(Source data)
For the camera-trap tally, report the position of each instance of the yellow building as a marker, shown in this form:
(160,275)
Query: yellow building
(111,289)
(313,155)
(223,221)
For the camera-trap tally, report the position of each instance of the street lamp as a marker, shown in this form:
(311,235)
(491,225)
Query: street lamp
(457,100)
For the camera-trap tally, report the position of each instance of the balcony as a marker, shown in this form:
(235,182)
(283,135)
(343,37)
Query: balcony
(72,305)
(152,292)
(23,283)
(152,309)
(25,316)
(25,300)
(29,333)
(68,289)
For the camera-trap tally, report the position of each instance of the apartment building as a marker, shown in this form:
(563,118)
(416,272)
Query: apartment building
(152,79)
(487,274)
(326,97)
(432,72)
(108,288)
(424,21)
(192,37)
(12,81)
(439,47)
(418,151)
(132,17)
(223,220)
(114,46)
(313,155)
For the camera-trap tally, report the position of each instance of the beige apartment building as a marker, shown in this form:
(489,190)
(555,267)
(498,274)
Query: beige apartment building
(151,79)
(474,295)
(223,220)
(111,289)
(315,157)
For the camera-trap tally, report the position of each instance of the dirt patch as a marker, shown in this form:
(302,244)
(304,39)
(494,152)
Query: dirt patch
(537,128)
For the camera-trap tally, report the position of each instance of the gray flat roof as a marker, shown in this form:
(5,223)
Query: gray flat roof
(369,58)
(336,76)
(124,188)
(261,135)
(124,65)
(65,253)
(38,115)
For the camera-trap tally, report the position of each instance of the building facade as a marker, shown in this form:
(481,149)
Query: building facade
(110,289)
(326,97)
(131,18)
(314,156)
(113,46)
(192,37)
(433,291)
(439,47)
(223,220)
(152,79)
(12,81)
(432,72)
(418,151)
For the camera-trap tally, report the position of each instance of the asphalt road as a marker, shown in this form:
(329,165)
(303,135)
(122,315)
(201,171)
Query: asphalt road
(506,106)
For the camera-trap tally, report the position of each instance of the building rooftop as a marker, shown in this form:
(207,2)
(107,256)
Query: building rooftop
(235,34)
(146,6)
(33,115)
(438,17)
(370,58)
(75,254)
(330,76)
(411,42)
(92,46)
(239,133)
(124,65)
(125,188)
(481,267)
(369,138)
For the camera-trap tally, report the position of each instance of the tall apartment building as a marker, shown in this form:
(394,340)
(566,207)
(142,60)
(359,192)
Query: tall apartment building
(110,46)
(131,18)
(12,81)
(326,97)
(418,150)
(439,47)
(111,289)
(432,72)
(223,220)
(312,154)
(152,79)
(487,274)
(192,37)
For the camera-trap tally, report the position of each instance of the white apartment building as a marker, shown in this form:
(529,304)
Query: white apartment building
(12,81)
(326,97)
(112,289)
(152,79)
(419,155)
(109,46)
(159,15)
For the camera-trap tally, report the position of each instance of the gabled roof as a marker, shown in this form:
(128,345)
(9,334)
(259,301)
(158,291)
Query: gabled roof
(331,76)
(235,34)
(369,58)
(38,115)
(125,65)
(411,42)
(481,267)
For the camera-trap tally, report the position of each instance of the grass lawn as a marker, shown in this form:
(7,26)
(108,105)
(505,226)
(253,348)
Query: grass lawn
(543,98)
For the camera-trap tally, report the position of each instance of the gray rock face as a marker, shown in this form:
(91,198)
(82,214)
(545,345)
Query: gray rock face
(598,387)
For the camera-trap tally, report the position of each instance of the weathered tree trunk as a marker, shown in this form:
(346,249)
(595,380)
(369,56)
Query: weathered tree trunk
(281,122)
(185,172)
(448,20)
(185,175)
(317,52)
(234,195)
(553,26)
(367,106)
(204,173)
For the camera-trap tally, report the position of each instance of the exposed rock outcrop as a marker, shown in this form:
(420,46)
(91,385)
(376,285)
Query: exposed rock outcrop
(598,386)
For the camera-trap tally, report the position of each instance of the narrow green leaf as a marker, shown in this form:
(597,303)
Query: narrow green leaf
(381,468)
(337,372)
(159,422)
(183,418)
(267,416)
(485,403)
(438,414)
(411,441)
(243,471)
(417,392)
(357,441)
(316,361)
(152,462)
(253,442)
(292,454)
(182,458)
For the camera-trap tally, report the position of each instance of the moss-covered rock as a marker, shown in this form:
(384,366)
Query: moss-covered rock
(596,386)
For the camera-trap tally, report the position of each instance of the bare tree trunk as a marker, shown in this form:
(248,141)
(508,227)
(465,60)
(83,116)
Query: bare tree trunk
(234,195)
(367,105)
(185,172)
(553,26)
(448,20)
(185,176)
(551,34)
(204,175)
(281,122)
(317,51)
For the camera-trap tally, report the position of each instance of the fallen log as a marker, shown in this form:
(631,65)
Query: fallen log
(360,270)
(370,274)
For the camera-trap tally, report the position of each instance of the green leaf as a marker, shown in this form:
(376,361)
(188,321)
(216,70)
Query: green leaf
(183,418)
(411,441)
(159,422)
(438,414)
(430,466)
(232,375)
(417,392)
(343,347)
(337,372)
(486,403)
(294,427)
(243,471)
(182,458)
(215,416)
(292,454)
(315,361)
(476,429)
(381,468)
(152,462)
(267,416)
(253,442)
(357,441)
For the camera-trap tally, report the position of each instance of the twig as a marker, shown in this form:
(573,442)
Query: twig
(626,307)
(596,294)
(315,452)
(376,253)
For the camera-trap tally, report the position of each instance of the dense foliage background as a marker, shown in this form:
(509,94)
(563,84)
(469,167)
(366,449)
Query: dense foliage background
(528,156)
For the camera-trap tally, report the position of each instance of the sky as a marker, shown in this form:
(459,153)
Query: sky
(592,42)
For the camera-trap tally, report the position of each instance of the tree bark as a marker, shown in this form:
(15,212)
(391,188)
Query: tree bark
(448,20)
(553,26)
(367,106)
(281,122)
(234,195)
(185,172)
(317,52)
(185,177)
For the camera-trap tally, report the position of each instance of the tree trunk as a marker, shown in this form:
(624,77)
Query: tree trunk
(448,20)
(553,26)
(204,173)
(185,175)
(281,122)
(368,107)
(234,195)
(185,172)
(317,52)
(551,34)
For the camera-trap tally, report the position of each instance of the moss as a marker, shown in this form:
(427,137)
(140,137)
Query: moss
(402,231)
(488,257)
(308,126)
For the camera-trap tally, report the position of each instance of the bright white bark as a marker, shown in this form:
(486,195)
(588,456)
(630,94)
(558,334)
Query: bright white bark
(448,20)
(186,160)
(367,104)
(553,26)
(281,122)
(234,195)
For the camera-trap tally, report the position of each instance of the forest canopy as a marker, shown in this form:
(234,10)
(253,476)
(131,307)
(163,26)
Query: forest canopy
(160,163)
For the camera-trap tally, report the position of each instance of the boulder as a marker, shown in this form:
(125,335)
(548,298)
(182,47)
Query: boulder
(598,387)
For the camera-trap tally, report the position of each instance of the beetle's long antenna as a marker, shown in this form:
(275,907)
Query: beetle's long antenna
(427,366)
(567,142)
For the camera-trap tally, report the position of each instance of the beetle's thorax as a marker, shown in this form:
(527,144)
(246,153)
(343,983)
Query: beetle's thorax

**TASK DESCRIPTION:** Filter the entries and copy each line with "thorax".

**RESULT BELOW:**
For the camera-trap tally, report the position of each instance of the beetle's thorax as a marker, shown in this form:
Query: beetle's thorax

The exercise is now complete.